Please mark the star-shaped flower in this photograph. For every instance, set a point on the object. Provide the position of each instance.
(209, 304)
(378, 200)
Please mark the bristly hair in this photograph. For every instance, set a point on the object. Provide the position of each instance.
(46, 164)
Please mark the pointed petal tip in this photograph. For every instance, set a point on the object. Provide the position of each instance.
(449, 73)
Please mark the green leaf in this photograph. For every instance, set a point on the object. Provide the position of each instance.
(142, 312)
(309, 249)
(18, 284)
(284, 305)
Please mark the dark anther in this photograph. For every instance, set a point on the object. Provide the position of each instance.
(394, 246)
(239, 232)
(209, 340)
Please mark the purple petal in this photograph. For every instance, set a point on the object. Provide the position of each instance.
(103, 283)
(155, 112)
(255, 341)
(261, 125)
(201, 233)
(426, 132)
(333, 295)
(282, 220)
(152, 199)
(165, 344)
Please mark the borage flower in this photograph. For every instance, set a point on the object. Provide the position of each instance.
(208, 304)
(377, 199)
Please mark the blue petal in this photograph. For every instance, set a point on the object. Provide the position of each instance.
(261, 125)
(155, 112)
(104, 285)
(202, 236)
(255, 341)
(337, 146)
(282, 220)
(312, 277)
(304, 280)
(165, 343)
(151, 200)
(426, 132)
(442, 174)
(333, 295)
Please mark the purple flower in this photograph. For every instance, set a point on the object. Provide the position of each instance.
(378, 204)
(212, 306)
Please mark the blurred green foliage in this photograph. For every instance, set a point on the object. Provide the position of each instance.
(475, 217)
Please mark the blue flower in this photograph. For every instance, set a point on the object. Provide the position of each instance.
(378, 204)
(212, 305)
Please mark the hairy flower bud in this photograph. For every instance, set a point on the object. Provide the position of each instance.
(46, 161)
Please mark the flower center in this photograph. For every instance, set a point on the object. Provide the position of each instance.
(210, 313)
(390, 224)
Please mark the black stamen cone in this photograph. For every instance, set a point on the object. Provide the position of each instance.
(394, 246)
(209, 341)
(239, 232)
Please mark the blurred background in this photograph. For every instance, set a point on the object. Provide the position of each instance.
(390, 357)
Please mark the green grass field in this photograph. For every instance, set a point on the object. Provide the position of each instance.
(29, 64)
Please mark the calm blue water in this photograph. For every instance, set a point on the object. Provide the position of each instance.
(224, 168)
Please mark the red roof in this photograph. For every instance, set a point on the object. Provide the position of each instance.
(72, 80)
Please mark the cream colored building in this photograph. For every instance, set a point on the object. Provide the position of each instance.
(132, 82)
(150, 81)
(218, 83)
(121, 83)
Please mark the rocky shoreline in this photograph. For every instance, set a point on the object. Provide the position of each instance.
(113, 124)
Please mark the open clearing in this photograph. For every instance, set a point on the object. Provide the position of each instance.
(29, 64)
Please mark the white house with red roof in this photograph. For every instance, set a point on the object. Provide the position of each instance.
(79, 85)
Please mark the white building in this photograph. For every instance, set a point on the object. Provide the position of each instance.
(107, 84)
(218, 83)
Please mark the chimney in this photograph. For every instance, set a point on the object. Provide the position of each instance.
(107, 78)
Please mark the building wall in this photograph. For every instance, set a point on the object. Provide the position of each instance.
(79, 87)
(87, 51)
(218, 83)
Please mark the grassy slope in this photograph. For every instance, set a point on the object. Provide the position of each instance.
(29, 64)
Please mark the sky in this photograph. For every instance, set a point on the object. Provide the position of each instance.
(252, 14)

Problem requirements: Rewrite all the records above, substituting "Report" for every occurrence of "Provide" and leaving everything else unchanged.

Full response:
Please mark the star-shaped flower in this photograph. For every instance, set a point on the object. Report the position of each instance.
(209, 304)
(378, 200)
Please mark the bristly hair in this photograph. For every instance, set a point on the object. Report the position of each instance.
(46, 164)
Please mark the pointed petal tip in this photograph. For every instance, set a point on the object. Report the position of each instance.
(449, 73)
Please mark the green leaf in this photograph. For every instance, set a point on the object. Report the position of each instance.
(142, 312)
(309, 249)
(18, 284)
(284, 305)
Please mark the dark anther in this photograph. For every instance, set a point on the object. Report the position of each instance.
(394, 246)
(239, 232)
(209, 340)
Please mark the purple petal in this photograph. For every instance, set a point on the object. Report the position of each instance.
(103, 283)
(155, 112)
(255, 341)
(261, 125)
(201, 233)
(426, 132)
(333, 295)
(282, 220)
(152, 199)
(165, 344)
Please mark the borage flower in this photograph. For every instance, set a point on the object. Report the position of each instance.
(208, 304)
(377, 199)
Please mark the blue petal in this photograph. For every instance, set a point on the object. Report the position of each instance.
(261, 125)
(155, 112)
(104, 285)
(202, 236)
(255, 341)
(337, 146)
(282, 220)
(312, 277)
(304, 280)
(165, 343)
(151, 200)
(426, 132)
(442, 174)
(333, 295)
Please mark the purple flower in this photograph. For every instance, set a point on the object. Report the position of each instance.
(378, 204)
(212, 306)
Please mark the blurred green foliage in this photograph. For every instance, set a point on the object. Report the position of each instance.
(475, 217)
Please mark the blue flower in this photograph. For every instance, set a point on the object. Report the position of each instance.
(378, 204)
(212, 305)
Please mark the hairy flower bud in this photograph. For every instance, set a point on the object. Report the position of each instance.
(46, 161)
Please mark the flower center in this photograph. For every instance, set a point on the object. Report the position of each instance.
(210, 313)
(390, 224)
Please mark the black stamen cone in this photograph. For every instance, set a point on the object. Report the position of each instance.
(394, 246)
(209, 341)
(239, 232)
Please mark the blurred background in this photograph. For every instance, set a point on the object. Report the position of each instance.
(390, 357)
Please mark the green grass field in this photograph. For every instance, set a point on the object. Report the position of each instance.
(29, 64)
Please mark the calm blue water in this photograph. For every instance, set a point on the object. Report the position of each instance.
(224, 168)
Please mark the red roof in this photograph. For every instance, set a point on the object. Report the position of each instance.
(72, 80)
Please mark the cream colored building in this photograph. For every instance, set a point on the object. Report the position of each instance.
(132, 82)
(150, 81)
(218, 83)
(121, 83)
Please mark the rocky shoreline in this photograph. For every instance, set a point on the object. Report the position of each instance.
(113, 124)
Please mark the open clearing in this photograph. For every instance, set a point on the object. Report the position of each instance.
(29, 64)
Please mark the white house with red roof in this photograph. For every instance, set a point on the object. Report the position of each instance.
(79, 85)
Please mark the white building in this photograph. For every instance, set a point on the object. Report the position of each instance.
(107, 84)
(218, 83)
Please mark the chimney in this photograph. For every instance, set a point on the object. Report the position of each instance.
(107, 78)
Please mark the building wall in this photograph. For every instance, set a point on the object. Report the position of each instance.
(79, 87)
(87, 51)
(218, 83)
Please mark the grassy slope in this photograph. For every instance, set a point on the object. Report the position of each instance.
(29, 64)
Please mark the sky in this photograph. For every instance, set a point on the object. Report the position of each instance.
(252, 14)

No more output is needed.